_Supplied data:_
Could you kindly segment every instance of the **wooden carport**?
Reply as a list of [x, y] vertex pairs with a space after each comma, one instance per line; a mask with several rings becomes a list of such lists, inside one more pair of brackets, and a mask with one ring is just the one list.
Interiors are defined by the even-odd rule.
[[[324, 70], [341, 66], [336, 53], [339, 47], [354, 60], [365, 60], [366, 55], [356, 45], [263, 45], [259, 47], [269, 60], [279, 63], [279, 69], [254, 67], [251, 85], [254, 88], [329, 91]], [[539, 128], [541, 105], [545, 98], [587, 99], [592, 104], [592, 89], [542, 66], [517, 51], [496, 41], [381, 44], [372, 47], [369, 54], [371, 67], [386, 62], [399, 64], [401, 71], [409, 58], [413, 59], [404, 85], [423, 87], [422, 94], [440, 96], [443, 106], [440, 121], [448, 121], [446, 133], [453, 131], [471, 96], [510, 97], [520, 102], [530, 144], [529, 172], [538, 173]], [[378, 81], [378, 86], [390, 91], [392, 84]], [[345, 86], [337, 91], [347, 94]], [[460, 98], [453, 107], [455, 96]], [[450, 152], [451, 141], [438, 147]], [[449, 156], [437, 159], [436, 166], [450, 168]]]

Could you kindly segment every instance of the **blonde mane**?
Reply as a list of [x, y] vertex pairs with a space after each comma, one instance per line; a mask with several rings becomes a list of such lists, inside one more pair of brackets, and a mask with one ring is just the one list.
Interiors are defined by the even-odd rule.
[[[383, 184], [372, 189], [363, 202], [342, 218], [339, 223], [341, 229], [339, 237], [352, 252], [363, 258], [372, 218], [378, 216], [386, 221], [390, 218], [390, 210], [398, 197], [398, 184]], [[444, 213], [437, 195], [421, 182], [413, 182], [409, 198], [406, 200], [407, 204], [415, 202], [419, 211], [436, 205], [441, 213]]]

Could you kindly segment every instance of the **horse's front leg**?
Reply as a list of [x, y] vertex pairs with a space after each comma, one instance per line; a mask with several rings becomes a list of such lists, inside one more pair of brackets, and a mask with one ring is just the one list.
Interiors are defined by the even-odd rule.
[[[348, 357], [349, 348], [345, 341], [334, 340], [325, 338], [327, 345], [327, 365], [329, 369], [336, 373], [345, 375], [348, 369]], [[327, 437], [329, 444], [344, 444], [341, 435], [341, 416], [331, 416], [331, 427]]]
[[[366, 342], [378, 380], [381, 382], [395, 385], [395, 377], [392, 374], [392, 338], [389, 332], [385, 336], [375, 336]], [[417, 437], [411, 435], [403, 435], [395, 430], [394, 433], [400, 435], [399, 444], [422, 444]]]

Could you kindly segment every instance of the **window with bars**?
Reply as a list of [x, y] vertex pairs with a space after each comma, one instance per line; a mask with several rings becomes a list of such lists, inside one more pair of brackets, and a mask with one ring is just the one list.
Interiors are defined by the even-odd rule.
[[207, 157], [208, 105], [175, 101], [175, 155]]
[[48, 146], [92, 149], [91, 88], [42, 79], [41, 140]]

_Written exercise:_
Reproduce all of the lines above word for word, leaving nothing out and changing nothing.

_Result:_
Could you kindly segment every instance of the **wooden carport**?
Reply as a list of [x, y] vertex pairs with a space after each comma, one instance per line; a mask with several rings becomes a list of such lists, inside one more pair of brackets, and a mask with one ring is just the one list.
Interiors are defined by the even-odd rule.
[[[324, 70], [341, 66], [336, 53], [339, 47], [354, 60], [365, 60], [366, 55], [356, 45], [263, 45], [259, 47], [269, 60], [279, 63], [279, 69], [254, 67], [251, 85], [254, 88], [329, 91]], [[539, 128], [541, 105], [545, 98], [587, 99], [592, 104], [592, 89], [542, 66], [517, 51], [496, 41], [381, 44], [372, 47], [369, 54], [371, 67], [386, 62], [399, 64], [401, 71], [409, 58], [413, 59], [404, 85], [423, 87], [422, 94], [440, 96], [443, 106], [440, 121], [448, 121], [446, 133], [453, 131], [471, 96], [510, 97], [520, 102], [530, 144], [529, 172], [538, 173]], [[378, 81], [378, 86], [390, 91], [392, 84]], [[345, 86], [337, 91], [347, 94]], [[460, 98], [453, 107], [455, 96]], [[450, 152], [451, 141], [438, 147]], [[449, 156], [437, 159], [436, 166], [450, 168]]]

Could you kindly segment every instance of the **blonde mane**?
Reply as a list of [x, y] vertex pairs with a space after each comma, one instance per line; a mask with several rings becomes a list of such lists, inside one more pair of brackets, and a mask with one ring is just the one list.
Interiors are defined by the even-odd rule.
[[[383, 184], [372, 189], [363, 202], [342, 218], [339, 223], [341, 229], [339, 237], [352, 252], [363, 258], [372, 218], [378, 216], [386, 221], [390, 218], [390, 210], [398, 197], [398, 184]], [[444, 213], [437, 195], [421, 182], [413, 182], [409, 198], [406, 200], [407, 204], [415, 202], [419, 211], [436, 205], [441, 213]]]

Could you kindly segment every instance of the **horse's front leg**?
Reply as a list of [x, y] vertex pairs with a space after each comma, one instance per line; a mask with several rings becomes a list of such lists, inside one more pair of brackets, and a mask with one ring is just the one list.
Interiors are defined by the even-odd rule.
[[[348, 357], [349, 348], [345, 341], [334, 340], [325, 338], [327, 345], [327, 365], [329, 369], [336, 373], [345, 375], [348, 369]], [[327, 437], [329, 444], [344, 444], [341, 435], [341, 416], [331, 416], [331, 427]]]
[[[366, 342], [378, 380], [381, 382], [395, 385], [395, 377], [392, 374], [392, 338], [389, 332], [385, 336], [375, 336]], [[417, 437], [411, 435], [403, 435], [395, 430], [394, 433], [400, 435], [399, 444], [422, 444]]]

Could you kindly segment every instance of the **window with bars**?
Reply as a list of [x, y] vertex pairs with a space after each comma, one instance per line; a mask with several rings becomes a list of such lists, inside one more pair of brackets, and a mask with one ring is just the one list.
Interiors are defined by the even-odd rule.
[[207, 157], [208, 105], [175, 101], [175, 155]]
[[48, 146], [92, 149], [91, 88], [42, 79], [41, 140]]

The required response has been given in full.